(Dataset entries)
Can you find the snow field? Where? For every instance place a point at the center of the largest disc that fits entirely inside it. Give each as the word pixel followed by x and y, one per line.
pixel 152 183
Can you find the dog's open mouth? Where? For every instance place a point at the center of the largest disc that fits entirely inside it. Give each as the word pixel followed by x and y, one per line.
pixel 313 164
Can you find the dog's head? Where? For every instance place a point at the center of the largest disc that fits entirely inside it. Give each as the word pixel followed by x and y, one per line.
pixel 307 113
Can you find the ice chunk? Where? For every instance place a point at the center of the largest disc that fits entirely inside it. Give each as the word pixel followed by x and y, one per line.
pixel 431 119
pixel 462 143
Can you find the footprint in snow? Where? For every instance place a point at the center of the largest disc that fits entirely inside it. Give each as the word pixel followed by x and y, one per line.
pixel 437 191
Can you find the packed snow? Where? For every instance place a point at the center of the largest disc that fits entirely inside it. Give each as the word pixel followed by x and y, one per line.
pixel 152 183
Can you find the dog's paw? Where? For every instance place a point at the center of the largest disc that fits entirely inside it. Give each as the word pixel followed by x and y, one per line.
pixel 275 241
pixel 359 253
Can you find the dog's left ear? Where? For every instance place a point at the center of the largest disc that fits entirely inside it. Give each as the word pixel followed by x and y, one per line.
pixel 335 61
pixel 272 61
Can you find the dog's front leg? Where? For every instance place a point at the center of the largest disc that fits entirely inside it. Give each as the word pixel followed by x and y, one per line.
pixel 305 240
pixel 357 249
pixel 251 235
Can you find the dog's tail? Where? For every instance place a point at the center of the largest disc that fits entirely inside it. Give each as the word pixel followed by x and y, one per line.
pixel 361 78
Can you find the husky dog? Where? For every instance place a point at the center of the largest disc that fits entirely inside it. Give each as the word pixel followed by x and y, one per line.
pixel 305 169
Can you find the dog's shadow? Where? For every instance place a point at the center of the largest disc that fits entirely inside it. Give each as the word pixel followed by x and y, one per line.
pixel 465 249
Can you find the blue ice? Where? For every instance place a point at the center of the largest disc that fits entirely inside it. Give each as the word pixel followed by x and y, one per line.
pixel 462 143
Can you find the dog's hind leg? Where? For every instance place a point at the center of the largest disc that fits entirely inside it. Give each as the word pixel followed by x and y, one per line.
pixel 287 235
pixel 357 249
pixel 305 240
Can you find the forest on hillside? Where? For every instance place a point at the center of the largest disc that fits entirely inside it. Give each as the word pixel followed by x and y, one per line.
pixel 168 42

• [TASK INSTRUCTIONS] Give the data again, exactly as it stands.

• [SOLVED EXERCISE]
Can you find the snow field? Where? For every instance place a point at the center of the largest disc that fits entirely inside it. Give each as the word pixel followed by x and y, one per line.
pixel 152 183
Can you find the dog's open mouth? Where? For every instance place a point at the center of the largest disc that fits entirely inside it. Give each as the word pixel followed by x and y, one per line.
pixel 313 164
Can you find the dog's head? Where? For every instance place a point at the center of the largest disc that fits entirely inside it. Give each as the word pixel followed by x and y, one per line.
pixel 307 113
Can you find the ice chunk? Where? For every instance place a point at the center of the largest disc that fits entirely inside it. Give each as the word pixel followed by x and y, one per line.
pixel 431 119
pixel 462 143
Can you find the footprint in snow? Where? For every instance place a point at the center of the largest disc that fits entirely inside it. Give each as the word pixel followed by x and y, one per line.
pixel 437 191
Can you find the packed snow? Where? For every instance place a point at the center of the largest disc that fits entirely inside it. Give each as the word pixel followed by x and y, one per line.
pixel 152 183
Can you find the dog's paw? Where? For every instance place a point at the center of the largest disc that fits entirely inside it. Give each as the word pixel followed by x and y, one per line.
pixel 275 241
pixel 359 253
Can you find the dog's left ear? Where? For every instance place a point at the center of the largest disc that fits entirely inside it. Give each as the word pixel followed by x and y, one per line.
pixel 335 61
pixel 272 61
Can you find the dog's front leg? Where? For every instance place a point at the center of the largest disc that fits entirely inside it. Give each as the word pixel followed by x and y, one per line.
pixel 305 240
pixel 357 249
pixel 251 235
Can you find the dog's tail? Where? For every instance place a point at the center of the largest disc that fits entirely inside it. Give each as the word pixel followed by x and y, one per line.
pixel 361 78
Can you find the husky dog? Where? For every instance place a point at the center of the largest disc that fits entirely inside it. Give each as the word pixel followed by x and y, one per line.
pixel 305 169
Can you find the dog's shadow? Where? For every instance place a point at the center of the largest disc that fits entirely inside it. Give each as the word pixel followed by x and y, one per line.
pixel 465 249
Can you find the blue ice? Where? For every instance place a point at the center of the largest disc that fits entirely inside it. Give each as the word pixel followed by x and y, one per line.
pixel 462 143
Can you find the dog's hind leg? Where? For every instance place a point at the center of the largest disc that fits entirely inside it. Give each as the word pixel followed by x and y, one per line.
pixel 287 235
pixel 357 249
pixel 305 240
Can you find the forest on hillside? Where? For every instance place a point at the center of the largest disc that fits entirely inside it. Give each as the word pixel followed by x and y, one per line.
pixel 168 42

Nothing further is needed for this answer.